====== Excerpt to read ======
On the tube. Down the pub. I live and work in London. I have a good job, but it’s a mid-level position in an education company’s Marketing department. According to the numbers, the average family is far worse off than I am, and I don’t feel like spending money.

You can hear them grumbling about the gas price hikes on the phone when they get on the train. The train’s costing them 10% more than last year, and their wages haven’t increased even as much as the headline inflation figure. Their company can’t pay bonuses again this year.

The average man on the street is still having a bit of a hard time. I know, because I am one. People are getting by but nobody has spare cash. Christmas is lean this year, and I think December retail sales will disappoint.

The housing market may be doing well, but most of that is corporate landlords buying up third and fourth rental homes. The BoE may hike rates, and that will be great for the pound, but that will just push an extra few percent of first-time buyers a step below the property ladder. It will stop one guy in ten from starting his own business next year.
====== Records for this task ======
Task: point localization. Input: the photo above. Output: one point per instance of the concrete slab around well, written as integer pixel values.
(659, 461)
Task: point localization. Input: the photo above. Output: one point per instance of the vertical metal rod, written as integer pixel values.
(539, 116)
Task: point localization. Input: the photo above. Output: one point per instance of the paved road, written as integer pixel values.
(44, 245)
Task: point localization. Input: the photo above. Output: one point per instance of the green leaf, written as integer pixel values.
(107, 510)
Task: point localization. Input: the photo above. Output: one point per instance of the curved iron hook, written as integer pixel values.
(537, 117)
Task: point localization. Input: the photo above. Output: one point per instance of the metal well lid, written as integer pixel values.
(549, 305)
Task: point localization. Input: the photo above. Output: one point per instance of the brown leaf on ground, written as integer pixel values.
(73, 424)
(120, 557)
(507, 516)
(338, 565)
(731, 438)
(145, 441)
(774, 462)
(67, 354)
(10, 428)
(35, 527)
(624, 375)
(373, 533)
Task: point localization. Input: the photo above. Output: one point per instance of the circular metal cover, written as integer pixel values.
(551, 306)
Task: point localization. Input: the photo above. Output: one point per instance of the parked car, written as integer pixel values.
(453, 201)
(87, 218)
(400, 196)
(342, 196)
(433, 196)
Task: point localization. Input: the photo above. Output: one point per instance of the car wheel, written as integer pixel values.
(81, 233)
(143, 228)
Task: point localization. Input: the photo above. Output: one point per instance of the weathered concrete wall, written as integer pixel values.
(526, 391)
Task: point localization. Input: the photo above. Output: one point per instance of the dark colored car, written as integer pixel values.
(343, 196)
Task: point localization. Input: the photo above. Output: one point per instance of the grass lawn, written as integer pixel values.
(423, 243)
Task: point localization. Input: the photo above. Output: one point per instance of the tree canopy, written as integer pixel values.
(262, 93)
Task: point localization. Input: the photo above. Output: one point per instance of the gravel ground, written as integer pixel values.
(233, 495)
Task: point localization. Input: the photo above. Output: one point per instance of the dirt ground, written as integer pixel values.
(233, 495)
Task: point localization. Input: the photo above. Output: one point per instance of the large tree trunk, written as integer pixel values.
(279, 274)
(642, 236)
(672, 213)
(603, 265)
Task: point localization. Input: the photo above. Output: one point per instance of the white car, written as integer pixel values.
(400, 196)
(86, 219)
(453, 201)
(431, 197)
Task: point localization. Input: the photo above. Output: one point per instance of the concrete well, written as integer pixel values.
======
=== Requests ===
(a) Answer these questions using the excerpt about getting by in London.
(i) How much more is the train costing commuters than last year?
(ii) Who does the excerpt say is buying up third and fourth rental homes?
(iii) What does the writer predict about December retail sales?
(b) Copy out the lines of the listing from the line containing "trunk, written as integer pixel values." through the end of the listing, inclusive.

=== Answers provided ===
(a)
(i) 10% more.
(ii) Corporate landlords.
(iii) They will disappoint.

(b)
Task: point localization. Input: the photo above. Output: one point per instance of the large tree trunk, written as integer pixel values.
(279, 274)
(642, 236)
(672, 213)
(603, 265)
Task: point localization. Input: the photo above. Output: one point per instance of the white car, written as integer pixel values.
(400, 196)
(86, 219)
(453, 201)
(431, 197)
Task: point localization. Input: the photo above. Output: one point per instance of the concrete well, written as integer pixel values.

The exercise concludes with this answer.